-- Задание --
Перепишите дословно часть фрагмента страницы о гимназических учителях, приведённого ниже: от слов «Позднее, когда я» до слов «было уже поздно.» включительно.

-- Фрагмент страницы --
-------
Позднее, когда я познакомился с М.М. Левковым, он сумел заинтересовать меня идеями высшей математики, показав, как близка она к философии, что я увидел также на лекциях П.А. Флоренского в Академии. Только тогда я пожалел, что плохо учил ее в гимназии, но было уже поздно.

Конечно, во всем этом виноват я сам, а не Богданов, который был прекрасным педагогом. Единственный упрек, который ему можно было сделать, так это то, что он слишком сухо излагал нам свой предмет. Подойди он к нему по-философски (именно такой подход я встретил у М.М. Левкова) – все было бы иначе. Но Богданов этого не сделал. И все равно, в памяти моей он остается прекрасным учителем. Много внешних черт и приемов его преподавания я перенял частью сознательно) частью инстинктивно, и до сих пор пользуюсь ими в своей работе...

Закон Божий по тогдашнему времени должен был бы считаться наиглавнейшим предметом. Но вся его «главность» заключалась лишь в том, что во всех списках он стоял на первом месте. Никакого религиозного давления на нас не было. Время от времени мы обязаны были посещать гимназическую церковь, поскольку же она была мала и всех не вмещала, составляли списки очередников на ее посещение, и каждый из нас бывал в ней не чаще раза в месяц. Раз в год следовало исповедоваться и причащаться, а если это делалось не в гимназии, то надо было представить свидетельство. Вот и все. В душу к нам не залезали и не допытывались, веруем ли мы, или нет. Никакой религиозной пропаганды не было. За все восемь лет не помню, чтобы кто-нибудь из учителей поинтересовался узнать наше отношение к религии, порекомендовал бы какую-нибудь религиозную книгу. Даже наш законоучитель, священник Алексей Смирнов, этого не делал. Да и книг этих в библиотеке почти не было. Помню, с каким удивлением и даже оттенком иронии поглядел на меня В.А. Мякишев, когда я отбирал кое-какие книжки из религиозно-философской серии, издаваемой Новоселовым.

Законоучитель Смирнов был довольно строг в младших классах, частенько ставил единицы и двойки, требовал знания священной истории; потом мы учили наизусть богослужение и должны были уметь его объяснить. Все это скрашивалось рассказами батюшки о Востоке, Турции и Египте, где он много путешествовал. Иногда он почти все время занимал рассказом о жизни и людях Сирии, Аравии, Палестины, и это делало его уроки особенно интересными.
-------
-- Приведённые данные --
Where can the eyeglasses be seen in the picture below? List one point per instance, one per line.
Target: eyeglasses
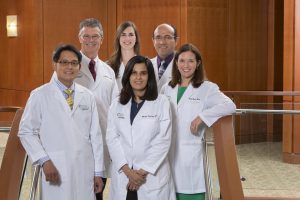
-------
-- Решение задания --
Позднее, когда я познакомился с М.М. Левковым, он сумел заинтересовать меня идеями высшей математики, показав, как близка она к философии, что я увидел также на лекциях П.А. Флоренского в Академии. Только тогда я пожалел, что плохо учил ее в гимназии, но было уже поздно.